CFL Light Bulbs Warning
Energy-saving light bulbs are so dangerous that everyone must leave the room for at least 15 minutes if one falls to the floor and breaks, a Government department warned yesterday.
The startling alert came as health experts also warned that toxic mercury inside the bulbs can aggravate a range of problems including migraines and dizziness.
And a leading dermatologist said tens of thousands of people with skin complaints will find it hard to tolerate being near the bulbs as they cause conditions such as eczema to flare up.
The Department for Environment warned shards of glass from broken bulbs should not be vacuumed up but instead swept away by someone wearing rubber gloves to protect them from the bulb’s mercury content.
In addition, it said care should be taken not to inhale any dust and the broken pieces should be put in a sealed plastic bag for disposal at a council dump ? not a normal household bin.
None of this advice, however, is printed on the packaging the new-style bulbs are sold in. There are also worries over how the bulbs will be disposed of.

■ Extracted data:
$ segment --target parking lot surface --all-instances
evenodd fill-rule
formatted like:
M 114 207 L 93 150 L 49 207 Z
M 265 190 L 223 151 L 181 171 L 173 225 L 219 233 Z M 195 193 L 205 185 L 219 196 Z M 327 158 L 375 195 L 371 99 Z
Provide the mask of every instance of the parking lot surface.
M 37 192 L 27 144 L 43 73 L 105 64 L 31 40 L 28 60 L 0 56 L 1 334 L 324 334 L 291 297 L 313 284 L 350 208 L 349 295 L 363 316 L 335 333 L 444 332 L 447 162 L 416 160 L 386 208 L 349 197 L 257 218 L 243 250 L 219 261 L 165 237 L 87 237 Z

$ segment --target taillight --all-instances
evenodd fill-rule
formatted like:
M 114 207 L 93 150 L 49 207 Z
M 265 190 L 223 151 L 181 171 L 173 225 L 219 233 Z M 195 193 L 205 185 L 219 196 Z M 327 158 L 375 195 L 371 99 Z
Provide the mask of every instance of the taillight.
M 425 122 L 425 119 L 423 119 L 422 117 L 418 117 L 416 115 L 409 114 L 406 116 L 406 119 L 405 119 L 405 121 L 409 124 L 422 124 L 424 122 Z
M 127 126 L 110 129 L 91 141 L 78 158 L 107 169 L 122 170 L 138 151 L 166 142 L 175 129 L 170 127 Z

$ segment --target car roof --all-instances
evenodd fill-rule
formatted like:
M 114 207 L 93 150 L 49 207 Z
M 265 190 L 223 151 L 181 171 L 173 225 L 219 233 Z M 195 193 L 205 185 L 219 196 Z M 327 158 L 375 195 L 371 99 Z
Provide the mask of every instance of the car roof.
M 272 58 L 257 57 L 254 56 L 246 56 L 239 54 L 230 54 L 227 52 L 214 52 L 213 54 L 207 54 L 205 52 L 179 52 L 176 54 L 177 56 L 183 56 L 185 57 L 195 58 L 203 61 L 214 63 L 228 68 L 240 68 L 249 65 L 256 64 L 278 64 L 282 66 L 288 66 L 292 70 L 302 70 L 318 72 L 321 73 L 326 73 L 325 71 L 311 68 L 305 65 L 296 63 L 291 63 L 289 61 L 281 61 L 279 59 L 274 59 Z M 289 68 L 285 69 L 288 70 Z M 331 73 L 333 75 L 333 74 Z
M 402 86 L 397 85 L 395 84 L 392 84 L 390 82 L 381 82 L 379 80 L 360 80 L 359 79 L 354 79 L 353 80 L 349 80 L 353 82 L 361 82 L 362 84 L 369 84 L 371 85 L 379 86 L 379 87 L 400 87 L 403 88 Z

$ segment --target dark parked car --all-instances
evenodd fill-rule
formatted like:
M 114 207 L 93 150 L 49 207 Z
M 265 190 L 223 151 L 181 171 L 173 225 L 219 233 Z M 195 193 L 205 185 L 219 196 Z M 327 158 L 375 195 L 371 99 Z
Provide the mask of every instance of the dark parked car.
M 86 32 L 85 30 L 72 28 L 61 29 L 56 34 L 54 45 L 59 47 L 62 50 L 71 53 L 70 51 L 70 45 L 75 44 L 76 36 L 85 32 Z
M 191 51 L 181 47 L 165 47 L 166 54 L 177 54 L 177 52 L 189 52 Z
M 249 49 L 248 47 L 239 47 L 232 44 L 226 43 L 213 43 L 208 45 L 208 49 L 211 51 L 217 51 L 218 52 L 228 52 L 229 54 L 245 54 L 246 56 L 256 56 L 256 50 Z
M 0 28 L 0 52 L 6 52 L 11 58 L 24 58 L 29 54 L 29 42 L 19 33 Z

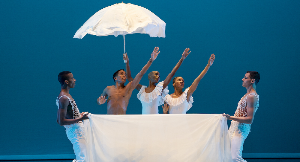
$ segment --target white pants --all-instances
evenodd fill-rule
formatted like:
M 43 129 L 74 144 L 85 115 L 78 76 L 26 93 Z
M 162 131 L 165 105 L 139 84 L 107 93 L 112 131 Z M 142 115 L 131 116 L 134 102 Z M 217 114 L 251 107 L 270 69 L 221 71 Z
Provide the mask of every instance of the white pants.
M 231 137 L 231 155 L 233 162 L 247 162 L 242 157 L 242 152 L 244 142 L 248 135 L 248 134 L 239 131 L 235 132 L 232 134 Z
M 68 138 L 73 145 L 73 149 L 76 155 L 73 162 L 87 162 L 87 146 L 86 140 L 83 134 L 73 133 L 67 132 Z

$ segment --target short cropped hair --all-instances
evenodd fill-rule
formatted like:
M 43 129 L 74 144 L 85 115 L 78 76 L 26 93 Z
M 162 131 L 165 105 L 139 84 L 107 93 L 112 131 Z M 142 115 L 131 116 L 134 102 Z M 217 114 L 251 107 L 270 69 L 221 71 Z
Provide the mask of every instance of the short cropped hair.
M 68 71 L 62 71 L 58 74 L 58 81 L 60 83 L 61 85 L 64 85 L 64 81 L 66 80 L 69 80 L 69 76 L 68 74 L 70 73 L 71 72 Z
M 260 81 L 260 74 L 255 71 L 247 71 L 246 73 L 249 73 L 250 74 L 250 78 L 251 79 L 255 80 L 255 83 L 257 85 Z
M 118 73 L 119 72 L 119 71 L 121 71 L 121 70 L 123 70 L 124 71 L 125 71 L 124 69 L 120 69 L 120 70 L 118 70 L 118 71 L 115 72 L 115 73 L 113 74 L 113 76 L 112 76 L 112 79 L 113 79 L 114 82 L 116 82 L 116 80 L 115 80 L 115 77 L 118 76 Z

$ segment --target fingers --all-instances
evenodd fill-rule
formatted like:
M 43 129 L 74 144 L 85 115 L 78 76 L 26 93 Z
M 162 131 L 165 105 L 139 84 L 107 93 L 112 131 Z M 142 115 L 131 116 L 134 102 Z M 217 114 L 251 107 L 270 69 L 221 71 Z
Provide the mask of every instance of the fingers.
M 126 55 L 125 54 L 123 54 L 123 60 L 126 60 Z

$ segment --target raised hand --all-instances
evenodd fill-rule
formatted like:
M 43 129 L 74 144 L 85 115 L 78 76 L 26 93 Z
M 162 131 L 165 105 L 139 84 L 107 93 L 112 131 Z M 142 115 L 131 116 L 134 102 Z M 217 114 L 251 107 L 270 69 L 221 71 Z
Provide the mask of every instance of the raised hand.
M 107 100 L 107 99 L 105 98 L 105 96 L 100 96 L 98 99 L 99 100 L 99 103 L 101 104 L 103 104 L 105 103 L 105 101 Z
M 168 114 L 168 111 L 169 111 L 169 108 L 170 107 L 169 104 L 165 103 L 163 106 L 163 111 L 164 114 Z
M 214 61 L 215 58 L 214 54 L 212 54 L 212 55 L 210 56 L 210 58 L 208 60 L 208 65 L 210 66 L 212 66 L 212 65 L 214 63 Z
M 181 58 L 183 59 L 184 59 L 185 58 L 187 58 L 187 56 L 190 53 L 190 51 L 189 52 L 189 51 L 190 51 L 190 48 L 186 48 L 185 50 L 184 50 L 184 52 L 182 53 L 182 55 L 181 56 Z
M 157 57 L 157 55 L 158 55 L 158 54 L 160 52 L 160 51 L 158 51 L 158 50 L 159 50 L 159 48 L 158 47 L 154 48 L 154 49 L 153 50 L 153 51 L 152 52 L 152 53 L 151 54 L 151 58 L 152 59 L 152 61 L 153 61 L 156 58 L 156 57 Z
M 127 55 L 127 52 L 125 52 L 125 54 L 123 54 L 123 60 L 126 60 L 126 62 L 129 61 L 129 59 L 128 58 L 128 56 Z

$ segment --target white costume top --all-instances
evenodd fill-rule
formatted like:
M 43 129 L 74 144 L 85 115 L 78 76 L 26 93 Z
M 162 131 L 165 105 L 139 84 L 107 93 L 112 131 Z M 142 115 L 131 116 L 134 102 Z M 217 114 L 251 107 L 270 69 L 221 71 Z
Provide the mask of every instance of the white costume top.
M 71 105 L 72 106 L 72 110 L 73 110 L 73 119 L 77 119 L 80 117 L 81 117 L 80 113 L 79 112 L 79 110 L 78 109 L 76 103 L 75 103 L 75 101 L 71 99 L 67 96 L 62 96 L 59 97 L 59 98 L 58 98 L 58 96 L 56 98 L 56 105 L 57 106 L 58 109 L 59 109 L 58 101 L 59 100 L 60 98 L 63 96 L 66 97 L 67 98 L 68 98 L 70 103 L 71 103 Z M 72 133 L 82 133 L 83 134 L 85 134 L 84 127 L 83 126 L 83 123 L 82 121 L 79 121 L 77 123 L 71 124 L 64 126 L 66 128 L 66 132 Z
M 257 103 L 255 106 L 255 107 L 254 108 L 254 114 L 255 114 L 260 105 L 259 96 L 255 93 L 251 93 L 248 94 L 242 100 L 242 97 L 241 99 L 238 104 L 238 108 L 236 110 L 236 112 L 234 113 L 234 116 L 237 117 L 247 117 L 246 101 L 247 100 L 247 97 L 250 94 L 254 95 L 257 99 Z M 241 131 L 248 134 L 250 132 L 251 125 L 250 124 L 242 123 L 234 120 L 232 120 L 230 123 L 230 127 L 228 130 L 229 135 L 231 137 L 233 133 L 236 131 Z
M 159 82 L 149 93 L 145 91 L 147 86 L 142 86 L 137 96 L 142 106 L 142 114 L 158 114 L 158 106 L 164 104 L 164 98 L 169 93 L 167 86 L 162 91 L 163 85 L 164 81 Z
M 169 105 L 170 114 L 186 114 L 187 111 L 193 106 L 192 104 L 194 100 L 191 95 L 190 98 L 190 102 L 188 103 L 187 101 L 187 93 L 189 88 L 190 87 L 186 89 L 178 98 L 173 98 L 170 94 L 166 96 L 164 100 Z

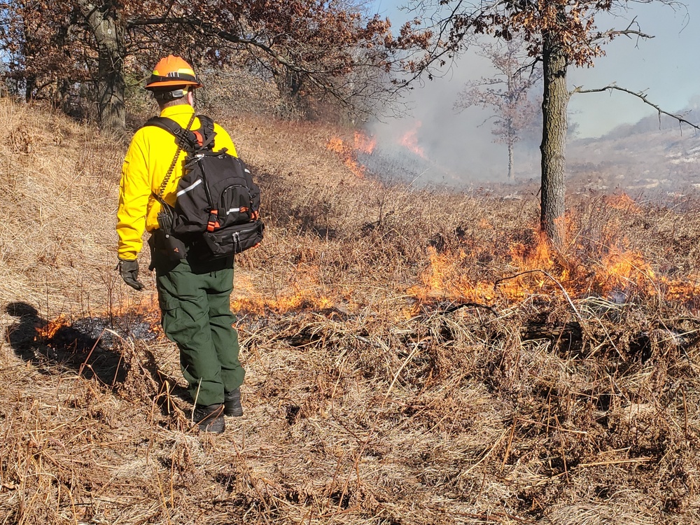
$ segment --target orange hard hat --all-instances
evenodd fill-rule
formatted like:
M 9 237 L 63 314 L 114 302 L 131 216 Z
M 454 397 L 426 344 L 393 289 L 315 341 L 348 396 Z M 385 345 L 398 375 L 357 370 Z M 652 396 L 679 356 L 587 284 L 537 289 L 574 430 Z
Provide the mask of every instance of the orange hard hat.
M 153 91 L 188 85 L 201 88 L 202 83 L 195 74 L 192 66 L 180 57 L 169 55 L 165 58 L 160 59 L 155 64 L 153 73 L 146 85 L 146 89 Z

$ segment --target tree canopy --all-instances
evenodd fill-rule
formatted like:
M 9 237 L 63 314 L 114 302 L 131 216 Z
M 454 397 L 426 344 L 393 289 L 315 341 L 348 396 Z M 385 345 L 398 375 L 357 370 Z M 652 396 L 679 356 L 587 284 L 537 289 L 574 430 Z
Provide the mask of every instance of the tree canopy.
M 368 111 L 400 67 L 389 30 L 351 0 L 0 2 L 0 49 L 26 97 L 60 103 L 80 86 L 118 128 L 126 77 L 145 77 L 171 53 L 195 68 L 244 66 L 286 97 Z

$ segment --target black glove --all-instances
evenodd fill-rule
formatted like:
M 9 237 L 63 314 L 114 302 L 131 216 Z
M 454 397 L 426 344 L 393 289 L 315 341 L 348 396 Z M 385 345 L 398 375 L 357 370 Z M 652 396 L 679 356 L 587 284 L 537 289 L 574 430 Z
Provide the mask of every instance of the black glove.
M 139 283 L 139 260 L 119 260 L 119 273 L 122 274 L 124 282 L 128 284 L 134 290 L 141 290 L 144 285 Z

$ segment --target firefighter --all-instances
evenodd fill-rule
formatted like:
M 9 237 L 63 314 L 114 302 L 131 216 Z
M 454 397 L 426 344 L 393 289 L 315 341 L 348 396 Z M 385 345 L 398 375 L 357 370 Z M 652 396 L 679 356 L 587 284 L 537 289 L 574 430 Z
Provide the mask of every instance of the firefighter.
M 197 130 L 200 124 L 195 116 L 194 91 L 202 85 L 189 64 L 170 55 L 156 64 L 146 89 L 153 93 L 161 117 Z M 214 150 L 225 148 L 236 155 L 228 133 L 216 123 L 214 132 Z M 163 331 L 179 349 L 181 369 L 194 402 L 192 419 L 200 430 L 220 433 L 225 415 L 243 415 L 240 386 L 245 371 L 238 358 L 236 318 L 230 307 L 233 256 L 202 262 L 188 254 L 174 262 L 158 250 L 164 235 L 158 220 L 161 205 L 153 195 L 160 192 L 166 202 L 174 204 L 185 157 L 165 130 L 144 126 L 134 134 L 119 186 L 118 267 L 127 285 L 144 288 L 139 281 L 138 254 L 144 229 L 149 232 Z M 169 169 L 170 177 L 161 191 Z

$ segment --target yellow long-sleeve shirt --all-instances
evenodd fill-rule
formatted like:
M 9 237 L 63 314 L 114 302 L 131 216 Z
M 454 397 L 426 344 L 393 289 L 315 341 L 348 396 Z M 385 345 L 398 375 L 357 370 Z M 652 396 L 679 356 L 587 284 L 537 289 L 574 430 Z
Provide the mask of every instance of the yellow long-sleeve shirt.
M 189 104 L 181 104 L 166 108 L 161 111 L 160 116 L 172 118 L 184 129 L 194 111 Z M 200 120 L 195 118 L 191 129 L 198 130 L 200 126 Z M 214 123 L 214 132 L 216 133 L 214 150 L 220 151 L 225 148 L 228 153 L 236 155 L 236 148 L 228 133 L 216 123 Z M 145 126 L 134 134 L 124 159 L 119 184 L 117 234 L 120 259 L 136 259 L 143 246 L 141 237 L 144 230 L 150 232 L 158 227 L 158 216 L 161 206 L 151 192 L 158 194 L 160 190 L 176 151 L 176 141 L 165 130 Z M 175 193 L 178 182 L 183 174 L 186 156 L 184 151 L 180 152 L 163 192 L 163 200 L 168 204 L 175 204 Z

■ Work instructions:
1. According to the article on CFL light bulbs, how long must everyone stay out of the room after one of the bulbs breaks?
2. Carry the article on CFL light bulbs forward from its last sentence.

■ Responses per task:
1. At least 15 minutes.

2.
Under new regulations for hazardous waste, councils are obliged to recycle them.
At present, they should be placed in special bins also used for batteries at a council dump. But in future, councils will have to provide a collection service or install special recycling banks for the bulbs.
There are fears that without a proper disposal system, the mercury content could contaminate water supplies.
But disposing of one municipal recycling bin full of bulbs costs about £650 each time, adding to fears of higher council tax bills.
The warnings cast a shadow over Government plans to begin phasing out traditional tungsten lights this month.
Ministers hope that using the more environmentally friendly bulbs will save at least five million tons of carbon dioxide emissions every year.
The bulbs are due to become compulsory in homes in four years. Campaigners are calling for an opt-out so that people with health problems can still use old-style bulbs.
Others are thinking of hoarding the familiar pear-shaped bulbs so that they can keep on using them even after they have disappeared from the shops.
Independent environmental scientist Dr David Spurgeon warned yesterday: “Because these light bulbs contain small amounts of mercury, they could cause a problem if disposed of in a normal bin.
“It is possible that the mercury could be released into the air or from land-fill when they are released into the wider environment. That is a concern, because mercury is a well-known toxic substance.”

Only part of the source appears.